**SELECTED TEXT**
○ ○ ○
Parent-School Relationships: Presume Baggage… and Carry On! – Part 1

By Jon Springer
When students are dysregulated or behaving in non-preferred ways, educators and adults learn to inquire: what’s behind the behavior? It can help a lot to bring the same curiosity when approaching parent-school relationships.
Over the years I have talked to plenty of parents frustrated with responses from school staff. And I have heard from plenty of educators who are frustrated by how parents receive and process conversations with them.
In this first installment of a four-part series on parent-school relationships, we’ll unpack why and how acknowledging, respecting, and getting curious about the baggage everyone brings to conversations matters.
Presume Baggage
Parents of children who are neurodivergent or disabled are likely to enter conversations with baggage. For educators, it is important to not take distrust, negative tone, and assertive complaints personally.
If they are taken personally, it brings about a defensive reaction. Defensive reactions close down proper listening, curiosity, and the opportunity to co-regulate, empathize, and connect with the family.
Before their children started school, many families have already experienced sideways looks and dismissive comments about their children’s differences. These have happened at playgrounds, beaches, family functions, shopping centers, and so on.
I speak from personal experience. I can still vividly picture a colleague’s head tilted 45 degrees, staring at my child’s behavior at a school staff beach party a decade ago. I can still hear a woman yelling at me at a bus stop in Paris that what I was doing to keep my child safe was harmful and wrong 12 years ago. These things stay with us.
And if children are older, it should be presumed that parents have had at least one negative interaction with a school staff member along their child’s education journey.
Things that happened with one teacher nearly a decade ago have made me “that parent” for many years.
Who’s “that parent”? We are the parents who will ask teachers the same questions multiple times in the same meeting, then follow up a few weeks later to confirm that what was promised is actually happening, then verify the same thing multiple times in the next parent-teacher meeting.
What made me “that parent”? A teacher I made a specific request to, a teacher who said yes and confirmed to me they would follow through, privately told a colleague they were *not* doing what I asked because they philosophically did not agree with it.
One teacher who loses a parent’s trust can impact that parent’s relationship with every other school staff member for years. In parent support group conversations, parents bring up things that happened with schools 5 and 10 years ago with deep emotion: sometimes tears, sometimes anger, sometimes both.
Presuming parents come with baggage helps remove the urge to take things personally in a meeting. Presuming baggage creates space to be curious when parents express frustration, to ask to hear more, to dig deeper into the history of both their child’s and their own relationship with schools. Presuming baggage creates an opportunity to turn a heated conversation into a genuine partnership.
… And Carry On
A separate source of frustration for parents is that they often feel their expertise in their own child is undervalued. From the moment parents become aware of a diagnosis or difference, they begin researching and learning how to better support their child.
Parents may not acknowledge their child’s diagnosis due to pride or culture. However, I recommend avoiding the language that parents are in “denial” about their child’s differences.
Parents observe their children closely from birth. And from the first time their children encounter other children their age at a family event, playground, or store, parents are already comparing and noticing.
○ ○ ○
**DATASET CONTENT**

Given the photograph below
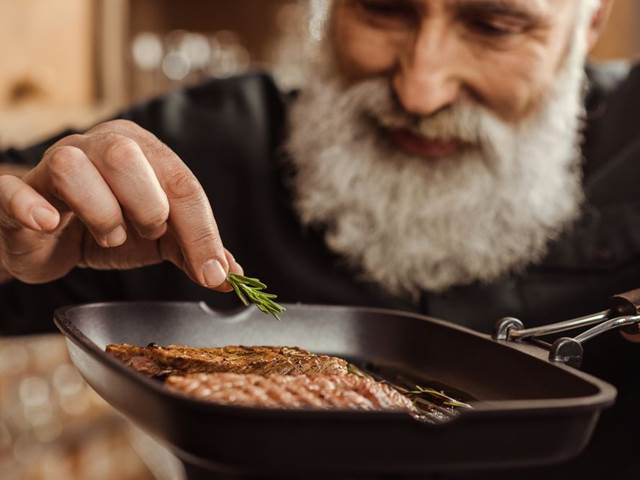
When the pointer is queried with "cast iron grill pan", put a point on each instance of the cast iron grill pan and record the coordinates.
(529, 411)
○ ○ ○
**TASKS FOR THIS EXERCISE**
1. Summarize the article on parent-school relationships in two sentences.
2. Reproduce the article on parent-school relationships between "One teacher who" and "a genuine partnership.", inclusive.
The lines after the article on parent-school relationships are not needed.

**RESPONSES FOR EACH TASK**
1. Parents of neurodivergent or disabled children often come to school conversations with baggage from dismissive public encounters and past broken trust with school staff, so educators should not take their distrust or frustration personally. Presuming this baggage lets educators respond with curiosity instead of defensiveness and turn heated conversations into genuine partnerships, while also recognizing that parents often feel their expertise in their own child is undervalued.

2.
One teacher who loses a parent’s trust can impact that parent’s relationship with every other school staff member for years. In parent support group conversations, parents bring up things that happened with schools 5 and 10 years ago with deep emotion: sometimes tears, sometimes anger, sometimes both.
Presuming parents come with baggage helps remove the urge to take things personally in a meeting. Presuming baggage creates space to be curious when parents express frustration, to ask to hear more, to dig deeper into the history of both their child’s and their own relationship with schools. Presuming baggage creates an opportunity to turn a heated conversation into a genuine partnership.